STATED EXERCISE -
Extract the data exactly, missing nothing.

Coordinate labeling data
- - - -

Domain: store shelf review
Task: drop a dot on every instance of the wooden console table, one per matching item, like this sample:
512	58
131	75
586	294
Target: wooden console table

- - - -

FULL ANSWER -
Domain: store shelf review
Task: drop a dot on every instance of the wooden console table, one per matching item, like this sample:
512	58
131	75
586	294
Target: wooden console table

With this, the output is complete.